This is what libcurl says about proxy support:
Proxies
What "proxy" means according to Merriam-Webster: "a person authorized to
act for another" but also "the agency, function, or office of a deputy
who acts as a substitute for another".
Proxies are exceedingly common these days. Companies often only offer
Internet access to employees through their proxies. Network clients or
user-agents ask the proxy for documents, the proxy does the actual
request and then it returns them.
libcurl supports SOCKS and HTTP proxies. When a given URL is wanted,
libcurl will ask the proxy for it instead of trying to connect to the
actual host identified in the URL.
If you're using a SOCKS proxy, you may find that libcurl doesn't quite
support all operations through it.
For HTTP proxies: the fact that the proxy is a HTTP proxy puts certain
restrictions on what can actually happen. A requested URL that might not
be a HTTP URL will be still be passed to the HTTP proxy to deliver back
to libcurl. This happens transparently, and an application may not need
to know. I say "may", because at times it is very important to
understand that all operations over a HTTP proxy use the HTTP protocol.
For example, you can't invoke your own custom FTP commands or even
proper FTP directory listings.

====

Directive A
In the records from the start through the line containing "POLYGON ((76 142, 64", swap "sunlit grass" for "dry grass" and give those lines again with nothing else changed.

====

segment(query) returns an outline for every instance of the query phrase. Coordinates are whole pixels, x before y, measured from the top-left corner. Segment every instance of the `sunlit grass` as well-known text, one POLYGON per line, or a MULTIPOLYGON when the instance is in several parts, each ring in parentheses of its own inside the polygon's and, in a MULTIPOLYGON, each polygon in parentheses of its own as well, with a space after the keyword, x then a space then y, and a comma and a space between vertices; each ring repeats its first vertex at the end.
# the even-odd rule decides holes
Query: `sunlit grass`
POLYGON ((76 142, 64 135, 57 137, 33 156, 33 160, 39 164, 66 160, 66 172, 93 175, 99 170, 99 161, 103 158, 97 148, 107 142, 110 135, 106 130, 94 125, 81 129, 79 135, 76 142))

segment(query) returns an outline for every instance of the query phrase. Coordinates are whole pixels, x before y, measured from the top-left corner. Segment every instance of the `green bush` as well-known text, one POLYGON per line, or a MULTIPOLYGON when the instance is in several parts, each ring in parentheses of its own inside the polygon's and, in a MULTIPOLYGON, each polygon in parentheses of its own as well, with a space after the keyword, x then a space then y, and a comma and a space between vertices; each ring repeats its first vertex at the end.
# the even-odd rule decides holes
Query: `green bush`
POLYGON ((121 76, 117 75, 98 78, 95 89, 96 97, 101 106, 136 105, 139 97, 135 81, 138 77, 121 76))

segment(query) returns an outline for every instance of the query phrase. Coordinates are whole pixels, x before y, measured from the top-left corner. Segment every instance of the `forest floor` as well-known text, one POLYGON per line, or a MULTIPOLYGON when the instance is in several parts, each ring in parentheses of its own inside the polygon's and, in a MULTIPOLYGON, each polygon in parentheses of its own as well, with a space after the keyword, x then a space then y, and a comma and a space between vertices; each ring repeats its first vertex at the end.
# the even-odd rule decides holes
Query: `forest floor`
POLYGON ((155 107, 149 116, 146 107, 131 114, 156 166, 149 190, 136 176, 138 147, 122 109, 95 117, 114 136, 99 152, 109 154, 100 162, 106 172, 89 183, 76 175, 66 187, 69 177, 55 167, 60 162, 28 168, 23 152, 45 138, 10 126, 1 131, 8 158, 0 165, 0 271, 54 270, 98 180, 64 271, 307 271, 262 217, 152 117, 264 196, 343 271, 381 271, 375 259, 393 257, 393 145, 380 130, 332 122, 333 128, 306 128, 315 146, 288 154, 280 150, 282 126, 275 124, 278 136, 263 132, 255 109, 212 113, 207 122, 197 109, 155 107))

====

Directive B
Translate this sentence from the passage on proxies into Spanish: "Companies often only offer Internet access to employees through their proxies."

Exercise result A
segment(query) returns an outline for every instance of the query phrase. Coordinates are whole pixels, x before y, measured from the top-left corner. Segment every instance of the `dry grass` as well-known text, one POLYGON per line, or a MULTIPOLYGON when the instance is in several parts, each ring in parentheses of its own inside the polygon's and, in a MULTIPOLYGON, each polygon in parentheses of its own as well, with a space after the keyword, x then a space then y, and a comma and a space between vertices; each ring repeats its first vertex at the end.
# the even-odd rule decides holes
Query: `dry grass`
POLYGON ((76 142, 64 135, 57 137, 33 156, 33 160, 39 164, 66 160, 66 172, 93 175, 99 170, 99 161, 103 158, 97 148, 107 142, 110 135, 106 130, 94 125, 81 129, 79 135, 76 142))

Exercise result B
Las empresas a menudo solo ofrecen acceso a Internet a sus empleados a través de sus proxies.